-- Start --
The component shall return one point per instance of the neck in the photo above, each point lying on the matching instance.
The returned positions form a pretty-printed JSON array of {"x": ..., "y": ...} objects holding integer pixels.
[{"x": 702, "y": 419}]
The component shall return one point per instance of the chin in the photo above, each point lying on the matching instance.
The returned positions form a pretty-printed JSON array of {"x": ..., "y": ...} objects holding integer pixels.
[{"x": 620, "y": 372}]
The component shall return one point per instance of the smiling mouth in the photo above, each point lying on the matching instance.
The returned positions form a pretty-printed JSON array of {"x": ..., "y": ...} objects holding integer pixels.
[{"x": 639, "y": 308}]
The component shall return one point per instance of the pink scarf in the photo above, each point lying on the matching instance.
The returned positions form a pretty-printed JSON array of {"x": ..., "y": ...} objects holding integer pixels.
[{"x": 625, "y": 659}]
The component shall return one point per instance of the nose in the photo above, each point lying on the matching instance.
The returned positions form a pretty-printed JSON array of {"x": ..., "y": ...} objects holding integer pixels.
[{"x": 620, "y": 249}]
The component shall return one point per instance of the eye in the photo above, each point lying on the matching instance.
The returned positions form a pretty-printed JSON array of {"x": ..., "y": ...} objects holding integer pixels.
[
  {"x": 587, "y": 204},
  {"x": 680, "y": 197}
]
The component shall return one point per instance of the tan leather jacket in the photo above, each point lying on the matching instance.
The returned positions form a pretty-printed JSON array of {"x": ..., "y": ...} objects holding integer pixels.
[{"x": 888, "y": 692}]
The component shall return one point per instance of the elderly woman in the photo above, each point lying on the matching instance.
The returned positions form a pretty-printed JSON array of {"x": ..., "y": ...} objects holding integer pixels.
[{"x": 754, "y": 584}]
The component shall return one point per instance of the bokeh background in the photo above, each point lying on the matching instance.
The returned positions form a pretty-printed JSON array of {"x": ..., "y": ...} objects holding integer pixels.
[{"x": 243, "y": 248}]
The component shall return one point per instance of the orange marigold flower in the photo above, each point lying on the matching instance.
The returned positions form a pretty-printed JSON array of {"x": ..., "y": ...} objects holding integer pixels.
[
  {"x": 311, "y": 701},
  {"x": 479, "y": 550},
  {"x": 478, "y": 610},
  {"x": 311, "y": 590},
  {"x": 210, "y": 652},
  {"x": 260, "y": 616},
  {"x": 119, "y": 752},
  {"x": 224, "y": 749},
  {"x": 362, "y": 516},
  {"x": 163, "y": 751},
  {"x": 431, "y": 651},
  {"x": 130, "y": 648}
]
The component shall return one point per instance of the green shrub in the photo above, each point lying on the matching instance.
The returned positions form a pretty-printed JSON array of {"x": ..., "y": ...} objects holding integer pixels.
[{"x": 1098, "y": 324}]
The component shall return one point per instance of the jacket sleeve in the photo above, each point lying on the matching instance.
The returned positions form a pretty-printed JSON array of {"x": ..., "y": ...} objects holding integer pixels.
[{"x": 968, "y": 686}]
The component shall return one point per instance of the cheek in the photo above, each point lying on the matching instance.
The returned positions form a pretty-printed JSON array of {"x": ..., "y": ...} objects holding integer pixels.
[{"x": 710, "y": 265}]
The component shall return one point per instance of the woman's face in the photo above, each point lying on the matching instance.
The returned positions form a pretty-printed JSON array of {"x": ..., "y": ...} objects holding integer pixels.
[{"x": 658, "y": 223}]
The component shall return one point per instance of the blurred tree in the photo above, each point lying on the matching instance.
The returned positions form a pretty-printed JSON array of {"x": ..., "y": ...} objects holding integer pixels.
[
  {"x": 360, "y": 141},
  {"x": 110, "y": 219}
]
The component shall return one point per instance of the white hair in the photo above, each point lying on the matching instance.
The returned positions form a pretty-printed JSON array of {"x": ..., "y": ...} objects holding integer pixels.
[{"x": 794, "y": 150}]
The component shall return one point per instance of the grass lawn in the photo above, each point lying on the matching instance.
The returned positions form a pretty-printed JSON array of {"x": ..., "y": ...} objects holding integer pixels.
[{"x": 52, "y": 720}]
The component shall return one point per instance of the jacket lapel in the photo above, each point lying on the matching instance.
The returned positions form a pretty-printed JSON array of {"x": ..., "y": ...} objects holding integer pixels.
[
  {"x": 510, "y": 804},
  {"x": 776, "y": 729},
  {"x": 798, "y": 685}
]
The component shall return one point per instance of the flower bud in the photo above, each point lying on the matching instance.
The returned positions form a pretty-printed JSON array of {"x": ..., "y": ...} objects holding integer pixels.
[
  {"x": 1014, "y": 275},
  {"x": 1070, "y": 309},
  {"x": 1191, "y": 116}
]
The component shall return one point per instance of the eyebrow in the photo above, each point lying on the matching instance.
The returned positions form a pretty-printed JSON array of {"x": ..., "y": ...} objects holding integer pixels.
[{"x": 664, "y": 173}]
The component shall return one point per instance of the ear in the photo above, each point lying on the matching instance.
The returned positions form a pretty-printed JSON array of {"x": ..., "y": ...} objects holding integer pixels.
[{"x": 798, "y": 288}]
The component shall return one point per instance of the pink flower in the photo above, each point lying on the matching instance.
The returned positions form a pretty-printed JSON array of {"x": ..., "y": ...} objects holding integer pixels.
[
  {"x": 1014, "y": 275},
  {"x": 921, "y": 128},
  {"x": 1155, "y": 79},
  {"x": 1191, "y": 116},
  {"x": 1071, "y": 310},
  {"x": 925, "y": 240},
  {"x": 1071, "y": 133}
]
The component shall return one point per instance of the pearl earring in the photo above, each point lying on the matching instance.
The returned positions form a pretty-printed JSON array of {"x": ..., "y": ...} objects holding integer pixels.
-- End --
◆ TASK OBJECTIVE ◆
Copy out the lines from the line containing "the jacket lapel" to the end of the listing above, without alteration.

◆ RESPONSE ◆
The component shall return one point per instance of the jacket lapel in the photo above, each point lying on the matching instance.
The returned positions form a pretty-printed JSON array of {"x": ..., "y": ...} objects holding integer pixels.
[
  {"x": 510, "y": 804},
  {"x": 776, "y": 729},
  {"x": 798, "y": 685}
]
The component shall return one point per instance of the flower bud in the photo above, each point lying on the matching instance.
The returned positions form a pretty-printed JSON array of {"x": ..., "y": ...} objects holding integer pixels.
[
  {"x": 1014, "y": 275},
  {"x": 1070, "y": 309},
  {"x": 1191, "y": 116}
]
The component shall return one point per instance of the eyebrow in the photo above, each point lying on the matching instance.
The returned positions form a pretty-printed JSON array of {"x": ..., "y": ...} objects holding integer pixels.
[{"x": 664, "y": 173}]
The component shall return one point per instance of the ear in the photo above, each point lying on the matching instance.
The returned positions form a pretty-printed JSON array of {"x": ..., "y": ...} objects holding integer pixels.
[{"x": 798, "y": 288}]
The component shall return one point per instance of the pink flower in the photo above, each point lying on the matching instance.
The returned positions form a pretty-printed JSON array of {"x": ..., "y": ...} objects holding integer pixels.
[
  {"x": 1014, "y": 275},
  {"x": 921, "y": 128},
  {"x": 1155, "y": 79},
  {"x": 1191, "y": 116},
  {"x": 1071, "y": 310},
  {"x": 925, "y": 240},
  {"x": 1071, "y": 133}
]
The component shall return one point per instance of the pearl earring in the photo above, each point lying on the matching instance.
The returned positions form a pretty-printed JSON array of {"x": ..., "y": ...} objects holding integer pixels.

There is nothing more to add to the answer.